╭──

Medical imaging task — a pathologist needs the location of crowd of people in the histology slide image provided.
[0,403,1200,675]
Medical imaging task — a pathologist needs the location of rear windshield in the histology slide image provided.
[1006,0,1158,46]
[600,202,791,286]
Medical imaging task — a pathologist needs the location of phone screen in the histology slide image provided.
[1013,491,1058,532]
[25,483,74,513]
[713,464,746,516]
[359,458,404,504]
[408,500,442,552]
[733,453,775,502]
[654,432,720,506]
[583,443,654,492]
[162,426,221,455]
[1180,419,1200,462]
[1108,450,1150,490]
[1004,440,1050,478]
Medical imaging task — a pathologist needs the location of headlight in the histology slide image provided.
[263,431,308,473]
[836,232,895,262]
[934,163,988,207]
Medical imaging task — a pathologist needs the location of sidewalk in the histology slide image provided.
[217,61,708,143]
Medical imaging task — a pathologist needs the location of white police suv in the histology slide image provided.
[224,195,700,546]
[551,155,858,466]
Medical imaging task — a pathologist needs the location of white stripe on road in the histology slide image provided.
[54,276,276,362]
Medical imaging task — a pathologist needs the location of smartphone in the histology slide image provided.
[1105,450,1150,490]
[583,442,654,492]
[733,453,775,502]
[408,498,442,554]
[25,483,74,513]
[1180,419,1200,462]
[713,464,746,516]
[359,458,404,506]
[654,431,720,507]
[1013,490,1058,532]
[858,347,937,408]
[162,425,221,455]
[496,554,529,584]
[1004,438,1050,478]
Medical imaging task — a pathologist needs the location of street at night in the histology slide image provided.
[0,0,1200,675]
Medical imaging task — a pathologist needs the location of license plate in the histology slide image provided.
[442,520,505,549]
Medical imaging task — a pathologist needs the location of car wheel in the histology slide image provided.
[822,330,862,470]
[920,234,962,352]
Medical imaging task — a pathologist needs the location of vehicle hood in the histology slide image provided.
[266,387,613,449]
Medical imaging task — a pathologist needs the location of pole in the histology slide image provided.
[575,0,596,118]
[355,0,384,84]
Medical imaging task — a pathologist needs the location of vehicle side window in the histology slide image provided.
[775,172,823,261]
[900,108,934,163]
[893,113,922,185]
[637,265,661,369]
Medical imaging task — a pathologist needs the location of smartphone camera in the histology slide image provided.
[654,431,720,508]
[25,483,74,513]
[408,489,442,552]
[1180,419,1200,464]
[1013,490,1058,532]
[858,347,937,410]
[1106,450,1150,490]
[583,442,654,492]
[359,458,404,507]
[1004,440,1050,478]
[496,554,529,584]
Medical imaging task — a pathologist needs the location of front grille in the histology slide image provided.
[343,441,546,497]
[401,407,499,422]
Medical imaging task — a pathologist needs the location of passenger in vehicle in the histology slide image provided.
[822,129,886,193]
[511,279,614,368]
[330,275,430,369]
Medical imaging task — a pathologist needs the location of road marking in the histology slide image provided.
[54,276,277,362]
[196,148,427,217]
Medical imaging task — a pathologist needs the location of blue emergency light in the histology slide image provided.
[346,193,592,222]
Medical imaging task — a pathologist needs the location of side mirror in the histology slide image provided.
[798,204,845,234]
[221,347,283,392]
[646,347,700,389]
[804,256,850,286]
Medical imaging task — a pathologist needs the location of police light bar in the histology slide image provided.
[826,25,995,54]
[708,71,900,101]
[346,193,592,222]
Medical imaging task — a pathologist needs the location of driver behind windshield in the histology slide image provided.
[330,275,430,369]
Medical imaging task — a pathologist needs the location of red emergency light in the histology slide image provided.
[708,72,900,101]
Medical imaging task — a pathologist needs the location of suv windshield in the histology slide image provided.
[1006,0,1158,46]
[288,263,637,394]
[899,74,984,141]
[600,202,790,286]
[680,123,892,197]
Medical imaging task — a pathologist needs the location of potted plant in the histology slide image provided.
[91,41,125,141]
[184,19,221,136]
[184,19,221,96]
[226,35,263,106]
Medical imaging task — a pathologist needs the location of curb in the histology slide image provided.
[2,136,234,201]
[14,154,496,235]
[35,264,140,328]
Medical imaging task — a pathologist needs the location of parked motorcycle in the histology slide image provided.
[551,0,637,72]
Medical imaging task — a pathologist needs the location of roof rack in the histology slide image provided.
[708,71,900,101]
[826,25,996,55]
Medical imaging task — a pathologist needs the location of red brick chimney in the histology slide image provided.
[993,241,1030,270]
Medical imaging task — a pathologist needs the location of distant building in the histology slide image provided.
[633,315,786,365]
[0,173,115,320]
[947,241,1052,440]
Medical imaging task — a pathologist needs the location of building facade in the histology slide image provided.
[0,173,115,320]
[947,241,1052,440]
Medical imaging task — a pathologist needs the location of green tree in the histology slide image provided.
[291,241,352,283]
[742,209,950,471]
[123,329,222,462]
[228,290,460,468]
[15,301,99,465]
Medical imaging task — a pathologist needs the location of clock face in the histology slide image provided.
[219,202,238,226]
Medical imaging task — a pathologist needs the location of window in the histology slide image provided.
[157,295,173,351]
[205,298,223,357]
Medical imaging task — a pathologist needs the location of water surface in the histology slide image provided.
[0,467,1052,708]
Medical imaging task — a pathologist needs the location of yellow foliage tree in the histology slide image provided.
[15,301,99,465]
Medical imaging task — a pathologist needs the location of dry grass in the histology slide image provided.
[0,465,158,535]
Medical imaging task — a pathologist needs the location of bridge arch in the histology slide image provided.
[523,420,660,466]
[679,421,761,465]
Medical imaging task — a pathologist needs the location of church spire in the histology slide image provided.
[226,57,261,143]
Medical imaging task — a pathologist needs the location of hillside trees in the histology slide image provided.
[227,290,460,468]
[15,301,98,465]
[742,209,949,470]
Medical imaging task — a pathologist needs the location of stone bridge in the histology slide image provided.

╰──

- _DIRECTIONS FOR THIS TASK_: Report every line of the records above that contains the word "white", treating uppercase and lowercase as different.

- _TASK RESULT_:
Medical imaging task — a pathologist needs the location of white police suv in the histology slide image provided.
Medical imaging task — a pathologist needs the location of white stripe on road in the histology slide image provided.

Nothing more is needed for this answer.